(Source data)
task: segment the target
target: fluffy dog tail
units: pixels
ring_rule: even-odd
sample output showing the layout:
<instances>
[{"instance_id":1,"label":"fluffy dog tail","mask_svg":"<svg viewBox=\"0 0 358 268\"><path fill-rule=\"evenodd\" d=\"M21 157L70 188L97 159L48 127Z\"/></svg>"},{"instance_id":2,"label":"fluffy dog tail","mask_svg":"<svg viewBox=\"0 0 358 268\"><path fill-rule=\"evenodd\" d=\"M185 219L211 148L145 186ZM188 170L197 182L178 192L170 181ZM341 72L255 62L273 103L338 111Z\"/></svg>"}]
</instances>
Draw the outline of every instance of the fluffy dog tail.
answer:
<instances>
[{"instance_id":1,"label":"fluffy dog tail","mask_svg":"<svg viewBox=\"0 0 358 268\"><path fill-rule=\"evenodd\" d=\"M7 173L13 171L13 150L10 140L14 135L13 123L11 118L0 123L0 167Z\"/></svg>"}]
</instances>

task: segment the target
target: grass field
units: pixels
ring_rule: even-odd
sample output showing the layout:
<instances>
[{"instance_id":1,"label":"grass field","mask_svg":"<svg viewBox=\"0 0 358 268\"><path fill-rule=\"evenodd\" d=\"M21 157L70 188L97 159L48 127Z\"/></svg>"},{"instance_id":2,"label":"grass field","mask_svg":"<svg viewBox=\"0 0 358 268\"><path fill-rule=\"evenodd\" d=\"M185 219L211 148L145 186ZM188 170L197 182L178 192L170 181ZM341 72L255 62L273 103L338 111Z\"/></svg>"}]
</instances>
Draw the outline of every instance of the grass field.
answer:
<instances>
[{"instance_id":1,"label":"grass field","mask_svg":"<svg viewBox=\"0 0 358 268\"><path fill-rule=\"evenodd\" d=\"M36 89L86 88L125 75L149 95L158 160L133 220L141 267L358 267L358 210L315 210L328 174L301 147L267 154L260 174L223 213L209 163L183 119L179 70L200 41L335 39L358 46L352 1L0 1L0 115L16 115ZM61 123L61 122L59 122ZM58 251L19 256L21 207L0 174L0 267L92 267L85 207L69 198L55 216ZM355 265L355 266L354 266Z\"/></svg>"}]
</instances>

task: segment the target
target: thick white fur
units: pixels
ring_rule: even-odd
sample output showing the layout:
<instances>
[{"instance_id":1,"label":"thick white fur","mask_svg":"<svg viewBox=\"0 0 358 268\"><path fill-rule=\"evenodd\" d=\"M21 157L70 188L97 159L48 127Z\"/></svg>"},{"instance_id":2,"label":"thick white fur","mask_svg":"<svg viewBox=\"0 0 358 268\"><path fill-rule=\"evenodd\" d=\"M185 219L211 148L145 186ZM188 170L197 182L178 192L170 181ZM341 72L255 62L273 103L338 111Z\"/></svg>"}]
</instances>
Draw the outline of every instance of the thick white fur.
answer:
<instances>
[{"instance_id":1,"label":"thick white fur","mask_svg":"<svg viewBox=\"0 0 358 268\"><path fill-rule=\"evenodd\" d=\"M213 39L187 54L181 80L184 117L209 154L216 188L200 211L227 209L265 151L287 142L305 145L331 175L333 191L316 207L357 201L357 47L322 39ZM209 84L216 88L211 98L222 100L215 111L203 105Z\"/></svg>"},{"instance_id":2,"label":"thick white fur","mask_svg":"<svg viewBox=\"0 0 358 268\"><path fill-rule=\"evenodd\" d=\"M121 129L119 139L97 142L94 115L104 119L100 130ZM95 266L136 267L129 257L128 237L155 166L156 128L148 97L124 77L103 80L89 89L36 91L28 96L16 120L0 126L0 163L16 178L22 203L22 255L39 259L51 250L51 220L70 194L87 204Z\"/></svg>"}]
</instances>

» **TASK TO CARRY OUT**: Please quote the data above in full, with no line missing.

» **TASK OUTPUT**:
task: segment the target
target: fluffy dog tail
units: pixels
ring_rule: even-odd
sample output showing the layout:
<instances>
[{"instance_id":1,"label":"fluffy dog tail","mask_svg":"<svg viewBox=\"0 0 358 268\"><path fill-rule=\"evenodd\" d=\"M21 157L70 188L97 159L48 127Z\"/></svg>"},{"instance_id":2,"label":"fluffy dog tail","mask_svg":"<svg viewBox=\"0 0 358 268\"><path fill-rule=\"evenodd\" d=\"M185 219L211 148L145 186ZM188 170L197 182L178 192L170 181ZM341 72L255 62L273 103L338 111Z\"/></svg>"}]
</instances>
Draw the outline of every instance of the fluffy dog tail.
answer:
<instances>
[{"instance_id":1,"label":"fluffy dog tail","mask_svg":"<svg viewBox=\"0 0 358 268\"><path fill-rule=\"evenodd\" d=\"M7 173L13 171L13 150L10 140L14 135L13 123L11 118L0 123L0 167Z\"/></svg>"}]
</instances>

task: segment the target
target: grass field
units: pixels
ring_rule: even-odd
sample output showing the layout:
<instances>
[{"instance_id":1,"label":"grass field","mask_svg":"<svg viewBox=\"0 0 358 268\"><path fill-rule=\"evenodd\" d=\"M21 157L70 188L97 159L48 127Z\"/></svg>"},{"instance_id":2,"label":"grass field","mask_svg":"<svg viewBox=\"0 0 358 268\"><path fill-rule=\"evenodd\" d=\"M185 219L211 148L145 186ZM188 170L197 182L178 192L170 181ZM341 72L255 62L273 103L338 111Z\"/></svg>"}]
</instances>
Draw the outline of every instance of the grass field.
answer:
<instances>
[{"instance_id":1,"label":"grass field","mask_svg":"<svg viewBox=\"0 0 358 268\"><path fill-rule=\"evenodd\" d=\"M36 89L86 88L125 75L149 95L158 160L133 220L141 267L358 267L358 210L315 210L328 174L301 147L267 154L260 174L223 213L209 163L183 119L179 70L200 41L335 39L358 46L352 1L0 1L0 115L16 115ZM61 123L61 122L59 122ZM58 251L19 256L21 207L0 174L0 267L92 267L85 207L69 198L55 216ZM355 265L355 266L354 266Z\"/></svg>"}]
</instances>

task: segment the target
target: thick white fur
units: pixels
ring_rule: even-odd
sample output showing the layout:
<instances>
[{"instance_id":1,"label":"thick white fur","mask_svg":"<svg viewBox=\"0 0 358 268\"><path fill-rule=\"evenodd\" d=\"M21 157L70 188L97 159L48 127Z\"/></svg>"},{"instance_id":2,"label":"thick white fur","mask_svg":"<svg viewBox=\"0 0 358 268\"><path fill-rule=\"evenodd\" d=\"M185 219L211 148L145 186ZM188 170L197 182L178 192L170 181ZM341 72L255 62L273 103L338 111Z\"/></svg>"}]
</instances>
Draw the outline of every instance of the thick white fur.
answer:
<instances>
[{"instance_id":1,"label":"thick white fur","mask_svg":"<svg viewBox=\"0 0 358 268\"><path fill-rule=\"evenodd\" d=\"M213 39L187 54L181 80L184 117L209 154L216 188L200 211L227 209L265 151L287 142L305 145L331 175L333 191L316 207L357 201L357 47L322 39ZM209 84L216 88L211 98L222 100L215 111L203 105Z\"/></svg>"},{"instance_id":2,"label":"thick white fur","mask_svg":"<svg viewBox=\"0 0 358 268\"><path fill-rule=\"evenodd\" d=\"M121 129L119 139L97 142L94 115L104 119L100 130ZM95 266L136 267L129 257L128 237L155 166L156 128L148 97L124 77L103 80L89 89L36 91L28 96L16 120L0 126L0 163L16 178L22 203L22 255L39 259L51 250L51 220L70 194L87 204Z\"/></svg>"}]
</instances>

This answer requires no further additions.